• SELECTION:
◇ ◇ ◇ ◇ ◇

Vadivukku Valai Kappu () is a 1962 Indian Tamil-language film written and directed by A. P. Nagarajan in his directorial debut. The film stars Sivaji Ganesan, Savitri, V. K. Ramasamy, M. N. Rajam, S. V. Subbaiah, S. Varalakshmi and T. P. Muthulakshmi. It was released on 7 July 1962.

Plot

Cast 
 Sivaji Ganesan as Kumara Vijaya Boopathy
 Savitri as Vadivu
 Sowcar Janaki
 M. N. Rajam as Rajeswari
 V. K. Ramasamy as Mahendra Boopathy
 S. V. Subbaiah as Subban
 S. Varalakshmi as Nachiyar
 Kuladeivam Rajagopal as Nallan
 T. P. Muthulakshmi as Manthahini
 T. K. Ramachandran as Thalapathy
 Manorama

Production 
Vadivukku Valai Kappu marked the directorial debut of A. P. Nagarajan, who worked mostly as a screenwriter at that time. He and V. K. Ramasamy (who acted in the film) produced the film, under the banner Sri Lakshmi Pictures. K. Somu was the original director, but removed his name from the credits in favour of Nagarajan. A. Gopinath and N. A. Thara handled the cinematography, while T. R. Nataraj did the editing. Sampath-Chinni, Rajkumar, Thangaraj and Krishnaraj were in charge of choreography. A. M. Shahul Hameed provided Nagarajan financial support to complete the film, but was not credited as producer. The final length was 15642 feet.

◇ ◇ ◇ ◇ ◇

• PROVIDED MATERIAL:
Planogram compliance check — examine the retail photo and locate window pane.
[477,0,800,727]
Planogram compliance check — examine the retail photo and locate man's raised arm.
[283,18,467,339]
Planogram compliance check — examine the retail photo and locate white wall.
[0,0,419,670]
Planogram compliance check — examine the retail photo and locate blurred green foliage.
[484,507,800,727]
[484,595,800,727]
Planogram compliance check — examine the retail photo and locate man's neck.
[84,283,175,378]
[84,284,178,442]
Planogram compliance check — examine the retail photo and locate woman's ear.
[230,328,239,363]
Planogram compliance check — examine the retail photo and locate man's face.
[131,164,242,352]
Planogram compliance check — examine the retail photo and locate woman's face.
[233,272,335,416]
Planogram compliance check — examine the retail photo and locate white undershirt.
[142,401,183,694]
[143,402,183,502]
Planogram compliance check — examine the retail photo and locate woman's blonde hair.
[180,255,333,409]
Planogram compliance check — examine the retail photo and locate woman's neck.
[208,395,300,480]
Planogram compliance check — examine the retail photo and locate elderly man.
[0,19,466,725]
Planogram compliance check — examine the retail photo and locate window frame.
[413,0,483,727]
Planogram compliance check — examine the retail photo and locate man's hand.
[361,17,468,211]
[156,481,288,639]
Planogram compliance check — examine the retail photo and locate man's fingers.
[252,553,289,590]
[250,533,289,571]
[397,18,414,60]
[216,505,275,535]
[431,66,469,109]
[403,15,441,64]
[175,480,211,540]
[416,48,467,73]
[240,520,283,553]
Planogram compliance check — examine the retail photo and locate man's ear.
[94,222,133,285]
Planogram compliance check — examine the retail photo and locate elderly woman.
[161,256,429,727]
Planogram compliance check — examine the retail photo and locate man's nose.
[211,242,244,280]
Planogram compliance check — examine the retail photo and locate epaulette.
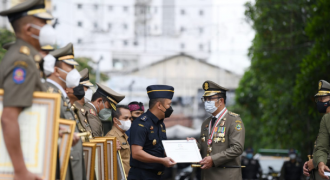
[19,46,30,55]
[140,115,148,121]
[228,111,239,117]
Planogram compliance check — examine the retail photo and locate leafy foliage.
[0,29,15,62]
[235,0,320,158]
[75,57,109,84]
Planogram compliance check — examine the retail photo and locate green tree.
[0,29,15,62]
[235,0,315,156]
[75,57,109,84]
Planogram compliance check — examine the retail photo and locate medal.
[207,108,227,146]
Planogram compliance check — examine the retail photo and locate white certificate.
[162,140,202,163]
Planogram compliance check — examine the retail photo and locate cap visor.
[33,12,54,20]
[62,60,79,66]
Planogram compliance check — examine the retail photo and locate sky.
[209,0,255,75]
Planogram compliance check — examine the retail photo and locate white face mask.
[204,101,218,114]
[43,54,56,76]
[30,24,56,47]
[118,120,132,131]
[85,88,93,103]
[58,68,80,88]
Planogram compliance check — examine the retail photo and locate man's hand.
[162,157,176,167]
[72,133,80,146]
[14,170,42,180]
[199,156,213,169]
[303,161,310,177]
[318,162,330,179]
[116,140,121,151]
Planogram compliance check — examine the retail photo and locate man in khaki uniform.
[0,0,53,180]
[73,68,93,137]
[105,105,132,177]
[303,80,330,180]
[85,83,125,137]
[47,43,86,180]
[191,81,245,180]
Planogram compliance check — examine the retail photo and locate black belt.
[134,167,164,176]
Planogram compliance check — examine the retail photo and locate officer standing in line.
[241,148,262,180]
[84,83,125,137]
[0,0,56,180]
[70,68,93,137]
[188,81,245,180]
[127,85,176,180]
[304,80,330,179]
[47,43,86,180]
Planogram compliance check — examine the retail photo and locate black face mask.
[73,84,85,100]
[162,105,173,118]
[316,101,330,113]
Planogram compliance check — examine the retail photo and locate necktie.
[212,117,217,127]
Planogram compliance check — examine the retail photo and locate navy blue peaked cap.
[147,85,174,99]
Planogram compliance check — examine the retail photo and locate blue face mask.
[246,153,253,159]
[204,101,218,114]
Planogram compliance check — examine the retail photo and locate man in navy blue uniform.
[127,85,176,180]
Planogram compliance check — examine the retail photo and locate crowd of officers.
[0,0,330,180]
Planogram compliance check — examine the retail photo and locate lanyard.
[207,108,227,145]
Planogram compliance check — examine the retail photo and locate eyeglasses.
[201,97,221,102]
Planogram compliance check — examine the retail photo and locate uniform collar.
[146,109,163,124]
[46,78,68,98]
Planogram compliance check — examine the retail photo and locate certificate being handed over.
[162,140,202,163]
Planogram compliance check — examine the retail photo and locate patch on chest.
[13,67,26,84]
[89,109,96,116]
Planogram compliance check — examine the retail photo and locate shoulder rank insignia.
[141,116,147,121]
[89,109,96,116]
[34,54,41,63]
[19,46,30,55]
[228,111,239,117]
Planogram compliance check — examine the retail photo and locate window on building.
[180,27,186,32]
[123,24,127,30]
[199,27,204,34]
[199,44,204,51]
[181,9,186,15]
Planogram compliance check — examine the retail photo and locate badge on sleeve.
[13,67,26,84]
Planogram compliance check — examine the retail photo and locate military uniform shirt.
[84,102,103,137]
[130,110,167,171]
[0,38,45,107]
[105,126,131,177]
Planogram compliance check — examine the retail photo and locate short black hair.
[91,91,108,102]
[112,105,129,122]
[149,98,165,109]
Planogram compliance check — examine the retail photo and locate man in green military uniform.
[47,43,86,180]
[85,83,125,137]
[69,68,93,137]
[304,80,330,180]
[188,81,245,180]
[0,0,55,180]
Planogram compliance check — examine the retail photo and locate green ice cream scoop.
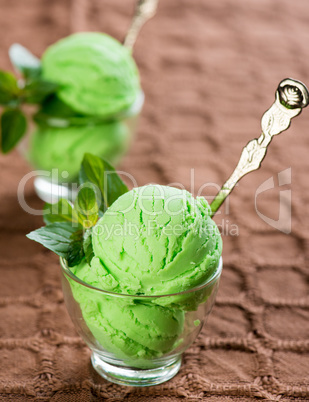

◇ ◇ ◇ ◇ ◇

• SHORT EXERCISE 1:
According to the film article, who edited Vadivukku Valai Kappu?
• SHORT EXERCISE 2:
Shift the bounding box coordinates by adding 67 to each number, and reproduce only the part of the entries that opens with the line containing "locate woman's ear." and closes with the line containing "[413,0,483,727]", both included, with the labeling requests kept in place.
The film article and the entries were taken from unrelated sources.

• ANSWER 1:
T. R. Nataraj did the editing.

• ANSWER 2:
Planogram compliance check — examine the retail photo and locate woman's ear.
[297,395,306,430]
Planogram compliance check — examine the retail photo and locate man's face.
[198,231,309,419]
Planogram compliance check — examine the retail photo and locate woman's face.
[300,339,402,483]
Planogram compliance check — examine the retail photo and locate white undershirt.
[209,468,250,761]
[210,469,250,569]
Planogram compliance check — examine the retail photo and locate woman's blonde hair.
[247,322,400,476]
Planogram compliance check — examine the retail photo and locate woman's neck.
[275,462,367,547]
Planogram compliance check — examine the retail photo and locate elderly man.
[67,86,533,792]
Planogram compliance check — examine the retail photo and locate window frame.
[480,67,550,794]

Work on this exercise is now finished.